**QUÉ HACER**.
1/ Indica si cada afirmación concuerda con el texto sobre el matrimonio; responde sí o no y cita sin cambios las palabras del texto que lo deciden. (a) Clare Chambers es profesora de la Universidad de Cambridge. (b) Chambers propone que los matrimonios religiosos dejen de ser reconocidos. (c) Según el texto, la durabilidad es lo que distingue al matrimonio de otras relaciones.
2/ Prosigue el texto sobre el matrimonio a partir de su última frase.

**TEXTO**.
Mikel ZUBIMENDI
DEBATE SOBRE EL MATRIMONIO (I)

UN ALEGATO EN CONTRA DEL MATRIMONIO

En libros, películas y canciones, los amantes se casan y viven felices para siempre. El amor es el medio y el matrimonio, el fin. Se aman para casarse. Se extiende la idea de que el matrimonio es un bien divino. Pero, en realidad, todas esas rosas, cartas y regalos no se ponen al servicio del corazón, sino del Estado.

En la vida real ¿qué distingue al matrimonio de otro tipo de relaciones? Se podría responder que este tipo de unión es de por vida, que, a diferencia de los lazos de sangre, está construido sobre el compromiso mutuo. Es decir, se podría aducir que es la única relación fundada en el amor y en la procreación, y hasta que garantiza el futuro de la raza humana. Pero no, en absoluto; nada de eso. La única distinción entre las relaciones maritales y las no maritales es el papel del Estado, porque el matrimonio es la forma de relación reconocida y regulada por el Estado.

La filósofa y profesora de la Universidad de Cambridge Clare Chambers ha publicado un polémico libro, con una argumentación novedosa y radical, en el que aboga por la abolición del matrimonio reconocido por el Estado. El debate, de gran impacto, está servido en el menú y merece un análisis; una presentación de sus tesis, de sus propuestas, que permita a cada cual hacerse una idea y posicionarse. Básicamente, la razón de su rechazo al matrimonio se sustenta en que viola por igual la igualdad y la libertad, incluso aunque se reconozca el matrimonio entre personas del mismo sexo. Y en contraposición, propone un Estado libre de este modelo de unión; un Estado igualitario en el que los matrimonios religiosos o civiles sean reconocidos pero no tengan un estatus legal.

¿Qué distingue, por tanto, el matrimonio de otro tipo de relaciones? No es la durabilidad, ya que otro tipo de relaciones pueden ser más duraderas. Tampoco son los hijos la única reserva de las relaciones maritales: en muchos países llamados democráticos es tan común que los hijos tengan padres no casados como casados. Quienes comparten una relación no marital cohabitan, son financieramente dependientes. Se comprometen entre sí, celebran aniversarios e intercambian muestras de amor.

Lo define, lo avala, lo regula

Por tanto, si el matrimonio no está determinado por el compromiso, la permanencia, los hijos o el amor, ni siquiera por la religión, ¿por qué muchos matrimonios son religiosos pero muchos otros no? ¿Cuál es la verdadera diferencia entre ambas relaciones? El rol del Estado, precisa Chambers.

El matrimonio es una forma de relación reconocida y regulada por el Estado. Y cuando lo reconoce, hace tres cosas: lo define, lo avala y lo regula.

**REGISTROS GUARDADOS**.
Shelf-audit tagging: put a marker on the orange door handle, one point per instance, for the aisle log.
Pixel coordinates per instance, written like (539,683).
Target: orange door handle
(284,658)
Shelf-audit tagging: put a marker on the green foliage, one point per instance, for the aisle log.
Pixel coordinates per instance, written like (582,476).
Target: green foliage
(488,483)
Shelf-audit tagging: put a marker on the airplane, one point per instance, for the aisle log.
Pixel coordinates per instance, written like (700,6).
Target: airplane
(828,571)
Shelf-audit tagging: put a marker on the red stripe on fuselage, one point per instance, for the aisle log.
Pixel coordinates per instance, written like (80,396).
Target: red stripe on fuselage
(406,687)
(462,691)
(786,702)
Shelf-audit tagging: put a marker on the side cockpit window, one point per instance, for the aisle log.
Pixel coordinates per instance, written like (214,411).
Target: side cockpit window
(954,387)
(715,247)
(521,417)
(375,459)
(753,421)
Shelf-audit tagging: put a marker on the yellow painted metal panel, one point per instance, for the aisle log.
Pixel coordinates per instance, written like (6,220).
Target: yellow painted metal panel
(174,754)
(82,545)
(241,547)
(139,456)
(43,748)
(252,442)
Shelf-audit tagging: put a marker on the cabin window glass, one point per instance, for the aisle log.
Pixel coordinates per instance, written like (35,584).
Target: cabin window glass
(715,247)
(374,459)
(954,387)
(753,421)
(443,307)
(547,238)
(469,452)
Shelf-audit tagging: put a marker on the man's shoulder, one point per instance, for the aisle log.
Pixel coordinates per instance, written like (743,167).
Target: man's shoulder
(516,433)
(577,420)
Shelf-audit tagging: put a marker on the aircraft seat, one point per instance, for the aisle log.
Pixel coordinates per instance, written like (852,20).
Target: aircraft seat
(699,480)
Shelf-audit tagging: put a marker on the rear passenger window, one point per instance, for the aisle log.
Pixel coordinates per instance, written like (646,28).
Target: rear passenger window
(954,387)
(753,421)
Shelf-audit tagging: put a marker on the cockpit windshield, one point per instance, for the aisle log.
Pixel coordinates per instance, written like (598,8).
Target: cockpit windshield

**RESPUESTAS ESCRITAS**.
1/
(a) Sí: «La filósofa y profesora de la Universidad de Cambridge Clare Chambers».
(b) No: «un Estado igualitario en el que los matrimonios religiosos o civiles sean reconocidos pero no tengan un estatus legal».
(c) No: «No es la durabilidad, ya que otro tipo de relaciones pueden ser más duraderas».

2/
Al definirlo, explica, controla su acceso. Dicta quien puede casarse, determina si tiene que ser entre un hombre y una mujer o si está permitido el matrimonio entre personas del mismo sexo. Si se puede divorciar y cuándo, y si es permitido volver a contraer matrimonio. En el régimen del matrimonio, el Estado puede establecer también restricciones religiosas o raciales. Y regulando estas cuestiones, determina su significado.

¿Es una institución para las parejas que se quieren o un instrumento para el parentesco o para la afinidad religiosa y cultural? ¿Institucionaliza los valores religiosos tradicionales o puede abarcar la diversidad? El reconocimiento del matrimonio por parte del Estado compromete directa e inevitablemente a este a hacer manifestaciones complejas y controvertidas sobre el valor y el significado del matrimonio, a fijar posiciones que promueven algunas maneras de vivir y formas de familia, mientras degrada a otras.

Chambers aclara que cuando el Estado reconoce el matrimonio, avala pública y oficialmente el estado de estar casado. Define y autoriza la ceremonia matrimonial, con sus funcionarios y celebrantes. Obtener un matrimonio avalado por el Estado no es como obtener el carnet de conducir o hacer la declaración de la renta. Incluye un ritual solemnizado en el que el Estado está íntimamente implicado.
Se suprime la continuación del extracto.